■ Goal:
Could you transcribe, word for word, every line of the listing from the one containing "like [871, 741]." through the end of the listing, including both of those lines?

— START —

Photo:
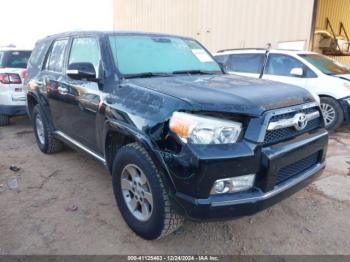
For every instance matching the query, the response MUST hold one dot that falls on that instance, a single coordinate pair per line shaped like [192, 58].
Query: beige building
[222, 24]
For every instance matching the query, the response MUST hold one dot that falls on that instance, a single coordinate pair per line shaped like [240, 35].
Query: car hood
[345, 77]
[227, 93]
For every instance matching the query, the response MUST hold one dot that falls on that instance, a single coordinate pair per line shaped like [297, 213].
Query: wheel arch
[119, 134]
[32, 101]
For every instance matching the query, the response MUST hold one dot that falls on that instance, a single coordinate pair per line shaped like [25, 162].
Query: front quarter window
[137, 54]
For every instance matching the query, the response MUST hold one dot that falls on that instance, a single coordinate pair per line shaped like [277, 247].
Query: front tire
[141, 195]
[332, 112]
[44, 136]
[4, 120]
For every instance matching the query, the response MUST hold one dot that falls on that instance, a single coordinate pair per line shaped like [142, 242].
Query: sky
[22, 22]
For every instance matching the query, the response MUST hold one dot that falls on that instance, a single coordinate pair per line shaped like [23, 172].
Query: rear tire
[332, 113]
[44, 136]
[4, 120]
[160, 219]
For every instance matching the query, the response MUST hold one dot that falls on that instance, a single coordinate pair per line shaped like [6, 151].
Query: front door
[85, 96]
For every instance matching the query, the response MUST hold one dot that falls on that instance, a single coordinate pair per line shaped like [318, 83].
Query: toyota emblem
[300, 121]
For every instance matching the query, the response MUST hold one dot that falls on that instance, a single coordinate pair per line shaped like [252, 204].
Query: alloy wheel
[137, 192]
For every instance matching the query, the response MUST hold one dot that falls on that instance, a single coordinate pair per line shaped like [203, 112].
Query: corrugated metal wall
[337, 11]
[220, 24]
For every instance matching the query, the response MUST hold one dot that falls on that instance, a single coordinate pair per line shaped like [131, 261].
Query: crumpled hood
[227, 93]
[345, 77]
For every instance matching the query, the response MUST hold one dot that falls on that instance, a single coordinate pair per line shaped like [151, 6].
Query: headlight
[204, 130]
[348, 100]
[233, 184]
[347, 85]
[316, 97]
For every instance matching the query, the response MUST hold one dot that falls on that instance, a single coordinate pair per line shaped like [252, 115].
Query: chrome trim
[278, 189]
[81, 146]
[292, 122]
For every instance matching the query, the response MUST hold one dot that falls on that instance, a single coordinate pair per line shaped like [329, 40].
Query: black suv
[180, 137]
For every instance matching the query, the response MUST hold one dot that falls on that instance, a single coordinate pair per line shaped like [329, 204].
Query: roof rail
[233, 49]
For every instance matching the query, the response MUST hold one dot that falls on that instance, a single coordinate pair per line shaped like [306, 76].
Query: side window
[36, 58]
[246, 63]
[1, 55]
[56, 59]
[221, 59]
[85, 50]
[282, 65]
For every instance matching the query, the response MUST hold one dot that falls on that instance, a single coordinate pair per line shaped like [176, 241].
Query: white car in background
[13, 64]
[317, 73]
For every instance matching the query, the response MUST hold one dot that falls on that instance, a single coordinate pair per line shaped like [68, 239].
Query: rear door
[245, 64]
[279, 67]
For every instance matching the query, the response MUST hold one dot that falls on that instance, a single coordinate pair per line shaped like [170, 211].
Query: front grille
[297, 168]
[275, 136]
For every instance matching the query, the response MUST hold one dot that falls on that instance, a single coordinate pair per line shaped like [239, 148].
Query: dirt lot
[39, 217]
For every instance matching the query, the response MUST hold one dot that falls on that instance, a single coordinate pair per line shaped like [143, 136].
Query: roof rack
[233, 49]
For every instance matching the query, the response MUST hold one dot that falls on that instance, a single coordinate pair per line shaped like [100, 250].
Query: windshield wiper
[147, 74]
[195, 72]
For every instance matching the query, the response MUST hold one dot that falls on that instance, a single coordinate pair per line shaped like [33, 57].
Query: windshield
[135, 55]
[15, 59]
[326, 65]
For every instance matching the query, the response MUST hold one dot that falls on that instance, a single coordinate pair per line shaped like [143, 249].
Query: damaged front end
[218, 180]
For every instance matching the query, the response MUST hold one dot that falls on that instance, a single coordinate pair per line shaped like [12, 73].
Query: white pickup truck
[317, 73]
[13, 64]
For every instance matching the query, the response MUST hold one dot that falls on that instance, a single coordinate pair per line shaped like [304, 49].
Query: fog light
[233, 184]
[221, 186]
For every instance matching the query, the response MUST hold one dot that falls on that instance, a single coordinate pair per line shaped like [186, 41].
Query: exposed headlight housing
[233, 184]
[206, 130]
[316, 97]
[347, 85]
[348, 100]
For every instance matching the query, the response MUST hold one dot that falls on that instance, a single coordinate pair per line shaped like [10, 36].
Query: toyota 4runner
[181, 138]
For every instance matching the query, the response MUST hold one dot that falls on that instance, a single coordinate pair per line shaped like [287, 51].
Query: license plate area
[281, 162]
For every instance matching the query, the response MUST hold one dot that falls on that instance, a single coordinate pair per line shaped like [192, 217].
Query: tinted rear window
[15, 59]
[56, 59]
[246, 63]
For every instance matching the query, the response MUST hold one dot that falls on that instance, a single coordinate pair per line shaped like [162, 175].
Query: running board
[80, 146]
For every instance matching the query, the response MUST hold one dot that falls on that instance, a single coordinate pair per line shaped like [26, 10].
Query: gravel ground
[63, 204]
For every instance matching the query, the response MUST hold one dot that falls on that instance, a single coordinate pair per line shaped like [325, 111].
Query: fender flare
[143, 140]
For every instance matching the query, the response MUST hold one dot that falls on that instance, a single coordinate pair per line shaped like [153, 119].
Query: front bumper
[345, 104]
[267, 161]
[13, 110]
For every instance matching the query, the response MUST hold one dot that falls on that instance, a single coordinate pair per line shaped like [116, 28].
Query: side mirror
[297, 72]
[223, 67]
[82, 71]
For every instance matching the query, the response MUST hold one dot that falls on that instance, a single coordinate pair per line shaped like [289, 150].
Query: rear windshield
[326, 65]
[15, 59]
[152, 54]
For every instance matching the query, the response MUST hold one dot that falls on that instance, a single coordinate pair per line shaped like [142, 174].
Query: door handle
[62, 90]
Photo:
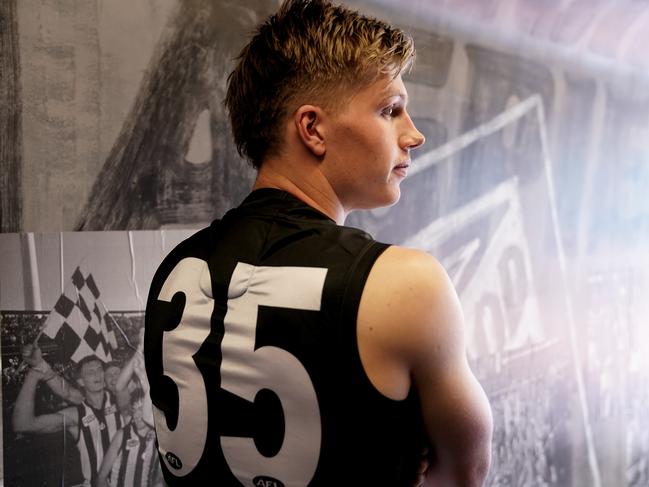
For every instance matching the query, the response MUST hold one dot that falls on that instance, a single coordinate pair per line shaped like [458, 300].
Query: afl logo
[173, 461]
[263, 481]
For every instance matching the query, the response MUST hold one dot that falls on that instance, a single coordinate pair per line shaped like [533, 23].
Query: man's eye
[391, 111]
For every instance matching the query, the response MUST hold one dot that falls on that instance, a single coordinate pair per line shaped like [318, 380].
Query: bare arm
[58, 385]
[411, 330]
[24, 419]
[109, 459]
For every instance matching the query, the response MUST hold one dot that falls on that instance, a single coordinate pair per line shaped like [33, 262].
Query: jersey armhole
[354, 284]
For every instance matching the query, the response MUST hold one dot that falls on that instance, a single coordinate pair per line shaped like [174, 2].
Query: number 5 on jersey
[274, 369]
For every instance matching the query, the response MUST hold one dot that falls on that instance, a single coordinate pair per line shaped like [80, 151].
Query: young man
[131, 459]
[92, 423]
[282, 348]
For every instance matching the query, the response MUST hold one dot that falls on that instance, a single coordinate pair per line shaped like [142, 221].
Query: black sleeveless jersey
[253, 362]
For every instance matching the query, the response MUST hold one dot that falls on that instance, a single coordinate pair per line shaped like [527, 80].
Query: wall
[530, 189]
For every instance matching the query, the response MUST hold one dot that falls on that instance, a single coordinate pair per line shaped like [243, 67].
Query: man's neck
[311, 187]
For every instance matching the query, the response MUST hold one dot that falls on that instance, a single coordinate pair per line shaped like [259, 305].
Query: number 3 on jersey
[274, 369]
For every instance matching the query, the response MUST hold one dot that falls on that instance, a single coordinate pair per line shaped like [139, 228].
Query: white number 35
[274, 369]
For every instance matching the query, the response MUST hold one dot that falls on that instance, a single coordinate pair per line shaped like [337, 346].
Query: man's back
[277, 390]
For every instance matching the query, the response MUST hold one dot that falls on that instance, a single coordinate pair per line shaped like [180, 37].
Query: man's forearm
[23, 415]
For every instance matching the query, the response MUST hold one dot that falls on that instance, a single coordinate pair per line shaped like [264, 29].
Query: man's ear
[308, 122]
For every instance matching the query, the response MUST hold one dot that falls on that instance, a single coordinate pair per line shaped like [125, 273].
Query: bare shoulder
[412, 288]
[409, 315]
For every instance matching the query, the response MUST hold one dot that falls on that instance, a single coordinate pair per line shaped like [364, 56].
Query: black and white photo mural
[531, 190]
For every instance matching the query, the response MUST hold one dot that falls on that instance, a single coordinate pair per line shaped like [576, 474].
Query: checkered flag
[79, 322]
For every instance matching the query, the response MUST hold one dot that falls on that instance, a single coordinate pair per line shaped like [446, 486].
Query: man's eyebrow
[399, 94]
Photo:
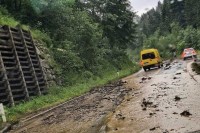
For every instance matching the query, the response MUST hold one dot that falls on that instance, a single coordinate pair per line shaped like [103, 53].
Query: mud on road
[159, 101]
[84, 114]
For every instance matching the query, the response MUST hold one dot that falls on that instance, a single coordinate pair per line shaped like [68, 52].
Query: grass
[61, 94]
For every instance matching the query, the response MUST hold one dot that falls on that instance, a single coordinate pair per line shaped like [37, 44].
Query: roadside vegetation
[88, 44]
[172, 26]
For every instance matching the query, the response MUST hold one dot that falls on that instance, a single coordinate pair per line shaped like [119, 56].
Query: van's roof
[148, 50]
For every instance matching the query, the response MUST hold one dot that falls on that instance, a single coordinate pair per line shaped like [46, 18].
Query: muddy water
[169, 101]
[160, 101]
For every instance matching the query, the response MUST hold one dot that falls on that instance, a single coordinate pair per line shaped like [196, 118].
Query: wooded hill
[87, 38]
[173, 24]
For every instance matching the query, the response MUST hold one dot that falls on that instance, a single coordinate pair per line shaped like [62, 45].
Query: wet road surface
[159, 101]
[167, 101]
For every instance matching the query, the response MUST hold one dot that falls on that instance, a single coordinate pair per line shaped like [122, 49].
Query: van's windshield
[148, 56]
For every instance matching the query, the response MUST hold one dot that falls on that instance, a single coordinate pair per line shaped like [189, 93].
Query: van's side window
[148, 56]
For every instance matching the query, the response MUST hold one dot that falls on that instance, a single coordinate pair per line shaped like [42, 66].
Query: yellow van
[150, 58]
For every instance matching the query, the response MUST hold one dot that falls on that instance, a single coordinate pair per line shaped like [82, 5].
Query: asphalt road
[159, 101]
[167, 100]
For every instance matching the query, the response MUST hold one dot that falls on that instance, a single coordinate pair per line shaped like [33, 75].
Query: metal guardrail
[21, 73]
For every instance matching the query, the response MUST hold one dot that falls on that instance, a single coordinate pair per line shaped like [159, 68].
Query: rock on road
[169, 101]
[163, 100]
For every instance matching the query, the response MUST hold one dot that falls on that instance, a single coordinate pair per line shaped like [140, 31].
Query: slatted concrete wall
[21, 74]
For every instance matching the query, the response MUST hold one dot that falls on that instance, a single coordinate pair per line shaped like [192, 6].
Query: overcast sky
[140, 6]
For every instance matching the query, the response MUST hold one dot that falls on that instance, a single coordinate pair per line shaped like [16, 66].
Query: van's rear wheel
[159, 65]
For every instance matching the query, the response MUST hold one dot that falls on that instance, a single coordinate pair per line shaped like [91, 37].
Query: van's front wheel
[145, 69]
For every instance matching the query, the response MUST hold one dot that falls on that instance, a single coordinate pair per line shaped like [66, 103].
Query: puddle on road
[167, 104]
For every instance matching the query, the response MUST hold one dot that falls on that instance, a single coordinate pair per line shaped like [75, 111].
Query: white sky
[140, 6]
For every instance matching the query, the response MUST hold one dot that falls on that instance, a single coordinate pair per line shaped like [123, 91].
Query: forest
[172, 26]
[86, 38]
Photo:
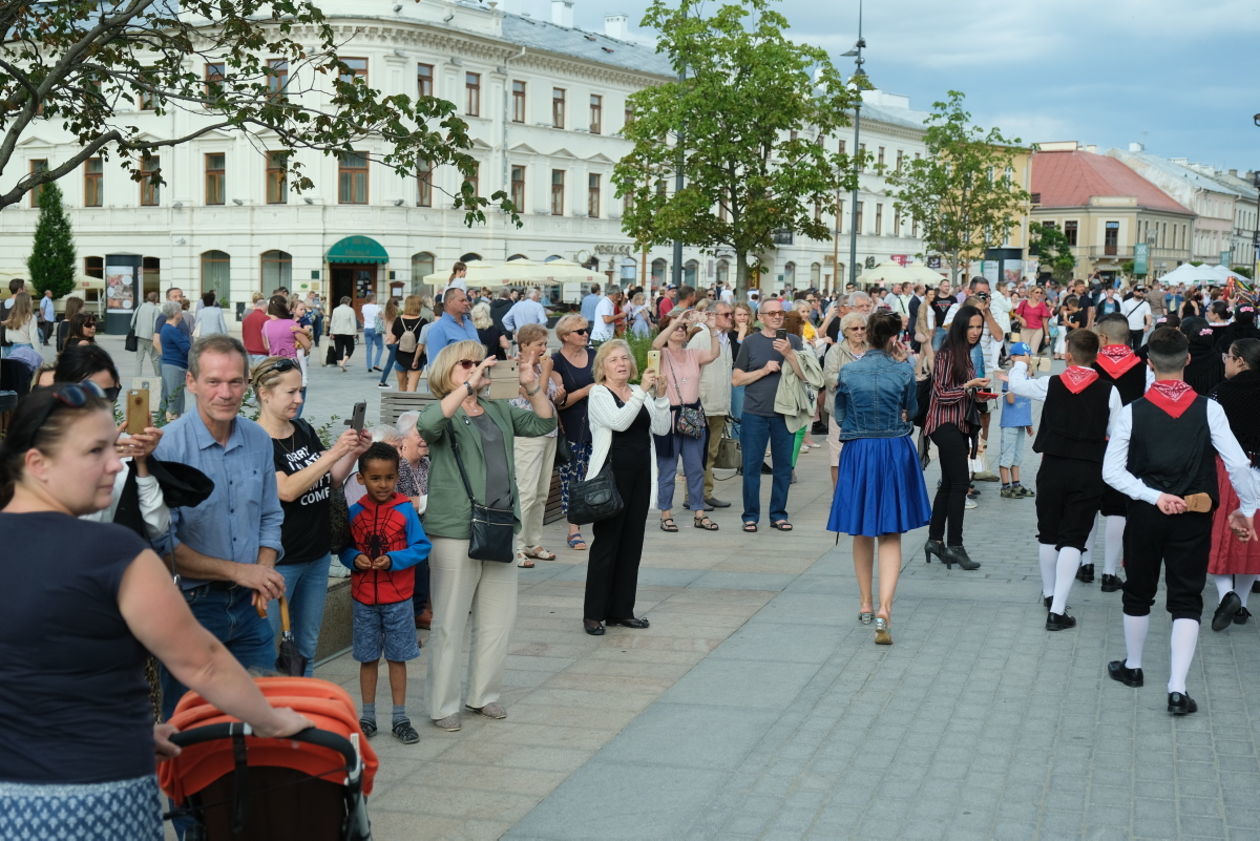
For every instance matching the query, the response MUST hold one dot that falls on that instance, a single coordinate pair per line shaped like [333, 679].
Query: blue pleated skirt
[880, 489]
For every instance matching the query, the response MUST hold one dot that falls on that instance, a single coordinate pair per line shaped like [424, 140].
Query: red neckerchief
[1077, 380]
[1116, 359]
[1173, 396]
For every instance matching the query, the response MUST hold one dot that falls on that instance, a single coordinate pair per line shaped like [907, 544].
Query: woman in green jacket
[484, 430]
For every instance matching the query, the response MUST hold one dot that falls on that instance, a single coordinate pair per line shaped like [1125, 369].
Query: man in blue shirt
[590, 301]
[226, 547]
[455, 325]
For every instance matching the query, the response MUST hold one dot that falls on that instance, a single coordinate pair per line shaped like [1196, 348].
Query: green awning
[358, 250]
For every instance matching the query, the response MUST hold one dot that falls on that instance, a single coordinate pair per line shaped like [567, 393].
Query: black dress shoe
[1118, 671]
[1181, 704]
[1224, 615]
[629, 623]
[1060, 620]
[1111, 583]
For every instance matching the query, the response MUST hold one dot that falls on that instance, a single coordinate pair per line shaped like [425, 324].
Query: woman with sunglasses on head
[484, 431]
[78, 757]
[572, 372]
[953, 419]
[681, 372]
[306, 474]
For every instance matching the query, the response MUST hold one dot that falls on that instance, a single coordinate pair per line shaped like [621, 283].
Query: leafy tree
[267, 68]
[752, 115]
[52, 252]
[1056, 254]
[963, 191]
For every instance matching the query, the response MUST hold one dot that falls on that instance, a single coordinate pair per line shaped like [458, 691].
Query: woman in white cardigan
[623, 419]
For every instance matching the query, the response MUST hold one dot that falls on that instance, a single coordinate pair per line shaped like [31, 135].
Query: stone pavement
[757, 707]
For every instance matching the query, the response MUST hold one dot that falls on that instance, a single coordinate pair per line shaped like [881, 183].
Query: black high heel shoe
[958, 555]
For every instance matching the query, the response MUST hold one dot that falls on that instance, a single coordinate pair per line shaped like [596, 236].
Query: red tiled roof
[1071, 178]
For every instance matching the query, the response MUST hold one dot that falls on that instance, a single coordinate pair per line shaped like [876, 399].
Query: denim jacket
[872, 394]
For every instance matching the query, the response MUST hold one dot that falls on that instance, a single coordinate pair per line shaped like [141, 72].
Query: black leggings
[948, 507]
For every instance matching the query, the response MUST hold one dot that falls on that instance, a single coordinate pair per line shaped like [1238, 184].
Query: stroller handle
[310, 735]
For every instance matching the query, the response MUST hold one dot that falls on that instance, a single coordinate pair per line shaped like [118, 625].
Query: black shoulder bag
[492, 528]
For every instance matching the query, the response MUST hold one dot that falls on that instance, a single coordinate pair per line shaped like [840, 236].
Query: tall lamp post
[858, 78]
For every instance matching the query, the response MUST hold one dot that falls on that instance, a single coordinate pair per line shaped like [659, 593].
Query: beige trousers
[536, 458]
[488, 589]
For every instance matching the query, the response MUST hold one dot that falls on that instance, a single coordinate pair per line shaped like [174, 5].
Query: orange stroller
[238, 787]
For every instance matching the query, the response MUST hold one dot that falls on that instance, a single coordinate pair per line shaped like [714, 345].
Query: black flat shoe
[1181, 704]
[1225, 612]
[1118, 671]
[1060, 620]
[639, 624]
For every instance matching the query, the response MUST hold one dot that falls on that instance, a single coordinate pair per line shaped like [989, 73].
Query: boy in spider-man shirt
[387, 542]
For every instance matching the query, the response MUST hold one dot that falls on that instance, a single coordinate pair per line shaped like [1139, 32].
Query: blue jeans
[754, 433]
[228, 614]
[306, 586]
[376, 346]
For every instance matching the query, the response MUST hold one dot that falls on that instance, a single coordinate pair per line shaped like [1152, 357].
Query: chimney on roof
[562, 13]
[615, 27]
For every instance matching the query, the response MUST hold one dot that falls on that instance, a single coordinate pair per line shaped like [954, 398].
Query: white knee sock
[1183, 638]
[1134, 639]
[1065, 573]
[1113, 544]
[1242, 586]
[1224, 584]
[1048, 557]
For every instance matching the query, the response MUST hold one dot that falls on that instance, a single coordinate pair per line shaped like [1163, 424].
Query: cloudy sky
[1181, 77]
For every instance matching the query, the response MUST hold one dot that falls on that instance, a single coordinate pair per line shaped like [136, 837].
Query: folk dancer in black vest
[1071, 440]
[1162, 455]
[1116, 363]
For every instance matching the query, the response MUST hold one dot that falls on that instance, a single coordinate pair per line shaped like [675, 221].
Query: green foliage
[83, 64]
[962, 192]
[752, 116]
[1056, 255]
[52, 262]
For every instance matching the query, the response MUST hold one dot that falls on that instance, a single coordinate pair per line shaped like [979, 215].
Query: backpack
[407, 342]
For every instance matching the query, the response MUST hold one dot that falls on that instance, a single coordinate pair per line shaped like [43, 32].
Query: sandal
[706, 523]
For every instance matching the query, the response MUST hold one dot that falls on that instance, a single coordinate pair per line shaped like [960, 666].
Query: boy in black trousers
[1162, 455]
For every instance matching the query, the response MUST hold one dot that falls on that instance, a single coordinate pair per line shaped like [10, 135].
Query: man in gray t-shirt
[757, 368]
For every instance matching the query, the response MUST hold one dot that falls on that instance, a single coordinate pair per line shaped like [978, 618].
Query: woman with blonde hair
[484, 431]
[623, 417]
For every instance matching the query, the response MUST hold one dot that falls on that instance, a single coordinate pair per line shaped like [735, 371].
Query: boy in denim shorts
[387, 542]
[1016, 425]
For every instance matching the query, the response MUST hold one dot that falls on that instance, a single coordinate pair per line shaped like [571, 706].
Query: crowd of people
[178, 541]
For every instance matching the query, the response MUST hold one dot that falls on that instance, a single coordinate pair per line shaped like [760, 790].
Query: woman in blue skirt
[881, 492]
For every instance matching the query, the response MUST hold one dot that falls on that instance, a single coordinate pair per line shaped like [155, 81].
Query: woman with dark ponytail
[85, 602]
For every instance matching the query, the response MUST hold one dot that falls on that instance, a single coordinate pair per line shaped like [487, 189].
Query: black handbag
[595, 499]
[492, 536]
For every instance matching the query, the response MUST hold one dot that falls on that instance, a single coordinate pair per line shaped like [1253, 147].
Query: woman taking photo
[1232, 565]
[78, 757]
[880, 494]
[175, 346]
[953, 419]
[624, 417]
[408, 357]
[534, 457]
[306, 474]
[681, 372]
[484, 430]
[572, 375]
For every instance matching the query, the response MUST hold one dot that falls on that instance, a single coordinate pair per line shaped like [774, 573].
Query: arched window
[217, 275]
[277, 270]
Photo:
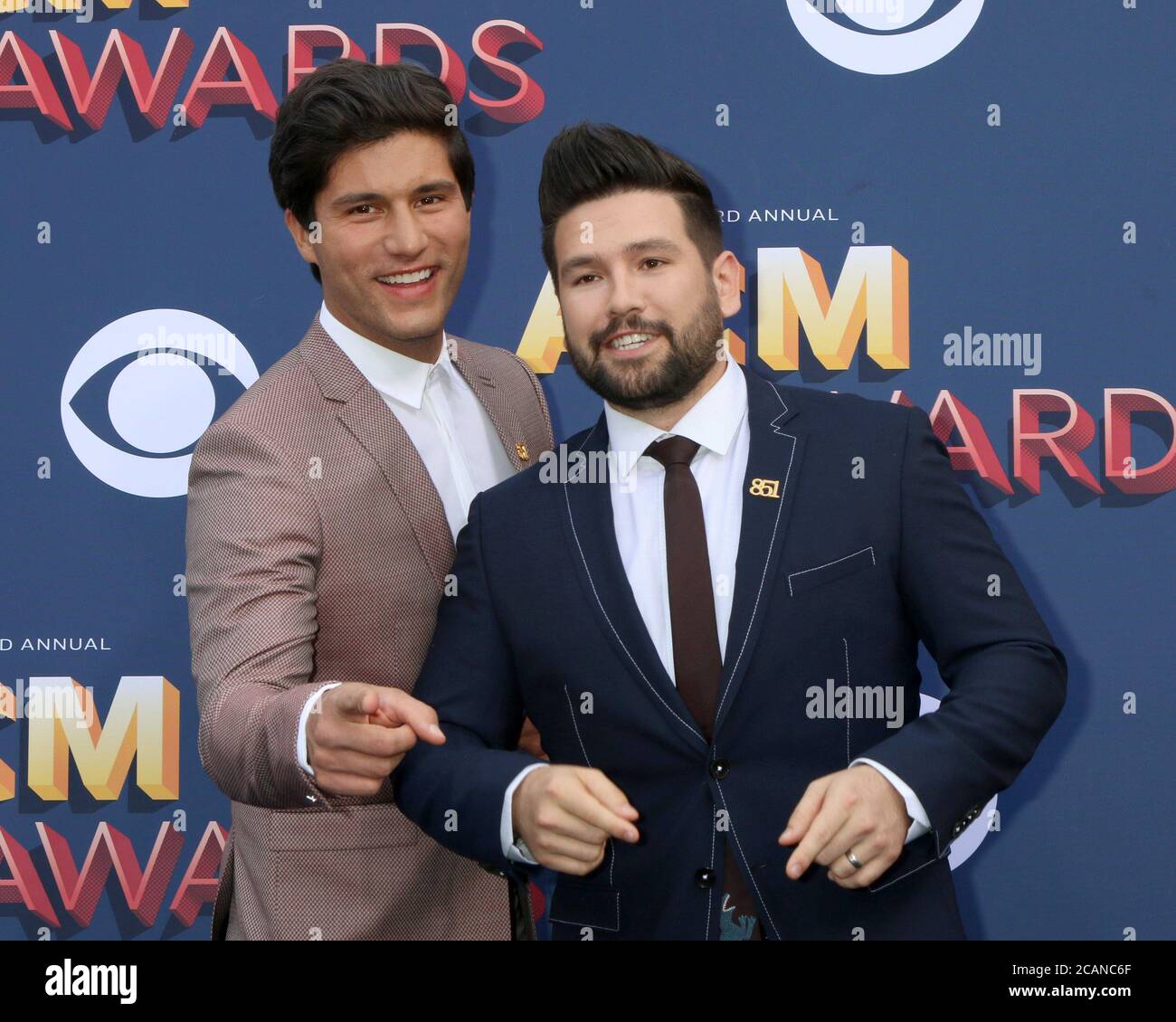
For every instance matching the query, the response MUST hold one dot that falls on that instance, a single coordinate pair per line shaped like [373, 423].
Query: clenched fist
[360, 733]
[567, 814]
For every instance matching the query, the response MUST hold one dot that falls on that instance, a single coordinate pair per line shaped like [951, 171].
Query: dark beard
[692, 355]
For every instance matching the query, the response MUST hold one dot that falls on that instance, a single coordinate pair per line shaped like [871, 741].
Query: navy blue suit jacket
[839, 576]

— END —

■ Answer to the exercise:
For every instance matching the query, the response MUST hold one dot that falls on that instance, a single coordinate pair per line shaped like [871, 741].
Query: navy blue suit jacket
[839, 576]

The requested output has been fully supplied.